--- start Document section ---

New Timeline For 737 MAX Returning To Service

Filed Under: Misc.

Last week I wrote about how Boeing completed the software update that they’ve been working on for the 737 MAX. This came about two months after the Boeing 737 MAX was grounded globally, in mid-March.

Not only did Boeing complete the development of the updated software for the 737 MAX, but they also flew more than 360 hours on 207 flights with the updated MCAS software.

It sounds like that’s good progress on Boeing’s part, though it doesn’t answer the question of when the plane will be back in service. The plane now has to be certified to re-enter service, and a lot of us have been wondering how long that will take.

Given the public’s lack of trust for both Boeing and the FAA at the moment, one would hope they’ll be especially thorough, rather than trying to rush this (despite the financial implications of these planes being grounded).

That’s why it’s interesting to note what the FAA is expecting. Reuters reports that the US FAA has informed the United Nations’ aviation agency that they expect the 737 MAX could return to service as early as late June.

It sounds like it will be at least a month before the 737 MAX is certified properly, and that’s best case scenario. Keep in mind that just because the FAA certifies the plane, doesn’t necessarily mean that all other international authorities will certify the plane immediately as well. This could be both due to genuine safety concerns, and also for political reasons, given trade wars, given state owned airlines in some cases owning 737 MAXs they may not want anymore, etc.

I had been wondering if the 737 MAX might be back in service in the next couple of weeks, though it sounds like that’s definitely not the case. It’s possible the plane may be back in service at some point during the busy summer travel period, though.

--- end Document section ---
--- start Given records ---

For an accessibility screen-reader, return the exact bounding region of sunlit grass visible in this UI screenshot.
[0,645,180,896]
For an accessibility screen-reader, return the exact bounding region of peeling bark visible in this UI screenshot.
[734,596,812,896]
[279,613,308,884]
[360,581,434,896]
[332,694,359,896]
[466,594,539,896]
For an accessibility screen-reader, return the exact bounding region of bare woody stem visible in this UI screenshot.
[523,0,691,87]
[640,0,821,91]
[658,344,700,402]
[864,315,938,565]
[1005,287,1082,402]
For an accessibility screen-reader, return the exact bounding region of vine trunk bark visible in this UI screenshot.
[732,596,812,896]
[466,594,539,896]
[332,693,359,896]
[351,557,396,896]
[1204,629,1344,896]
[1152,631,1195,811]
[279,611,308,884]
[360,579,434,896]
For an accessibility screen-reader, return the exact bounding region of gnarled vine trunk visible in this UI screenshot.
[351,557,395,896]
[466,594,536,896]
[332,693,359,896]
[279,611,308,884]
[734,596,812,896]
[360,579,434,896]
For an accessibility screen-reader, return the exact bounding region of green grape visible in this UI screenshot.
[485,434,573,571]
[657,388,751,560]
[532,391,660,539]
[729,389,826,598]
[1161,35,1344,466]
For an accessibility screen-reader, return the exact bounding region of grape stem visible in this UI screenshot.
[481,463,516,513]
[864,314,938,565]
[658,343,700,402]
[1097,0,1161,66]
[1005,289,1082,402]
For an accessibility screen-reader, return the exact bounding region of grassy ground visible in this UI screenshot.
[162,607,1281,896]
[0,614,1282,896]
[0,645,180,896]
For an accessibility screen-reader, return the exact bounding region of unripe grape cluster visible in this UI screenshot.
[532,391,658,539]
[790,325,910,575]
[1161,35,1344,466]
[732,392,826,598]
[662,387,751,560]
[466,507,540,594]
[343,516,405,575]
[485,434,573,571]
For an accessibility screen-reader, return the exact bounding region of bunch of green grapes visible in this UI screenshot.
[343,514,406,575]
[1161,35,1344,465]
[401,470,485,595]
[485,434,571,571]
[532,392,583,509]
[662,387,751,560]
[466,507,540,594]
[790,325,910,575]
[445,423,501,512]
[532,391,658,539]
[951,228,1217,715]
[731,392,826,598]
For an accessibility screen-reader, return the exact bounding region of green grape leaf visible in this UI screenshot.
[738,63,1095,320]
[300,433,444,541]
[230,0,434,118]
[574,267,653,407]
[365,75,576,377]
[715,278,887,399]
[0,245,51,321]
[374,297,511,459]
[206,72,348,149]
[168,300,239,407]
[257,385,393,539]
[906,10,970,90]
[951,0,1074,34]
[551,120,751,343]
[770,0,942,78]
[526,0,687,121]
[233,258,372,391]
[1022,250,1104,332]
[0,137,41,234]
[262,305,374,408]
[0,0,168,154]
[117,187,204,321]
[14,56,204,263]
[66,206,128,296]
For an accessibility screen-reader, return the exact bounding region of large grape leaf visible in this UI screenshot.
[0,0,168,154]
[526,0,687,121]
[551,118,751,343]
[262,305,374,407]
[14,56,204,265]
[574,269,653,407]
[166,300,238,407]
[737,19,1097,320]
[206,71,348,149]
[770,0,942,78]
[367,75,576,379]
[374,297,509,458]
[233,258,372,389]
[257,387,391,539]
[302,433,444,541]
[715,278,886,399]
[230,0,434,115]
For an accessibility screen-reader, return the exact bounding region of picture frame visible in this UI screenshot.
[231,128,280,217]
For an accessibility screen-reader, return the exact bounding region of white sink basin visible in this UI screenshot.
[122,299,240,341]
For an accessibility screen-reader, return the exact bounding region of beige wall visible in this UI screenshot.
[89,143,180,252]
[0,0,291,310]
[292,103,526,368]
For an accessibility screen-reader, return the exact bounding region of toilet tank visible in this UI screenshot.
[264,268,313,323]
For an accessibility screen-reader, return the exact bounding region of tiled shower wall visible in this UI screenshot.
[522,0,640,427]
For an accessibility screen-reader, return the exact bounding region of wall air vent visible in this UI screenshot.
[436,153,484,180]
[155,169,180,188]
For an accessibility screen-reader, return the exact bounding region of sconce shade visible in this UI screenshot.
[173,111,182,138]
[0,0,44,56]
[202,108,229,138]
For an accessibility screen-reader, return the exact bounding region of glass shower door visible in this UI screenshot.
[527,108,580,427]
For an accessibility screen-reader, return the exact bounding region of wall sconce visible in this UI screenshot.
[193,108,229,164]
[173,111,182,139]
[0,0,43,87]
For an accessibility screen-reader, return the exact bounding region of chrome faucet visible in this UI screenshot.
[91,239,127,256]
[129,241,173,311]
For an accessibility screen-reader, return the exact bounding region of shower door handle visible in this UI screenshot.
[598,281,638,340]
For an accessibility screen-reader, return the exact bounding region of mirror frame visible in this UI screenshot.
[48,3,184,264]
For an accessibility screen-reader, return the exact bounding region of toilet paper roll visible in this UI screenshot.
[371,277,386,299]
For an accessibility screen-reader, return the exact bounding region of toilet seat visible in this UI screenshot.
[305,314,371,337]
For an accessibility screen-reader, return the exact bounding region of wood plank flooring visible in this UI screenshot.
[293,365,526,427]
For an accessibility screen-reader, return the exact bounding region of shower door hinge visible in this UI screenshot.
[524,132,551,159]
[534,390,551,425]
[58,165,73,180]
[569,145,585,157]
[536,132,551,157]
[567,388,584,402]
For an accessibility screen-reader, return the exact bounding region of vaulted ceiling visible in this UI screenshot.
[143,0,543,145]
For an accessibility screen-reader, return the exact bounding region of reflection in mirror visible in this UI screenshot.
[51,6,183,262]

--- end Given records ---

## Stated exercise 1
Edit the 737 MAX article between "Last week I" and "planes being grounded).", inclusive, replacing "software" with "programming".
## Stated exercise 2
Answer these from the 737 MAX article:
(a) How many flights did Boeing make with the updated MCAS software?
(b) When was the 737 MAX grounded globally?
(c) Which body did the US FAA inform about its expected return-to-service date?
## Stated exercise 3
Which organizations are named in the 737 MAX article?
The records have no connection to the 737 MAX article.

## Full answer 1
Last week I wrote about how Boeing completed the programming update that they’ve been working on for the 737 MAX. This came about two months after the Boeing 737 MAX was grounded globally, in mid-March.

Not only did Boeing complete the development of the updated programming for the 737 MAX, but they also flew more than 360 hours on 207 flights with the updated MCAS programming.

It sounds like that’s good progress on Boeing’s part, though it doesn’t answer the question of when the plane will be back in service. The plane now has to be certified to re-enter service, and a lot of us have been wondering how long that will take.

Given the public’s lack of trust for both Boeing and the FAA at the moment, one would hope they’ll be especially thorough, rather than trying to rush this (despite the financial implications of these planes being grounded).

## Full answer 2
(a) 207 flights.
(b) In mid-March.
(c) The United Nations' aviation agency.

## Full answer 3
Boeing
The FAA (US FAA)
Reuters
The United Nations' aviation agency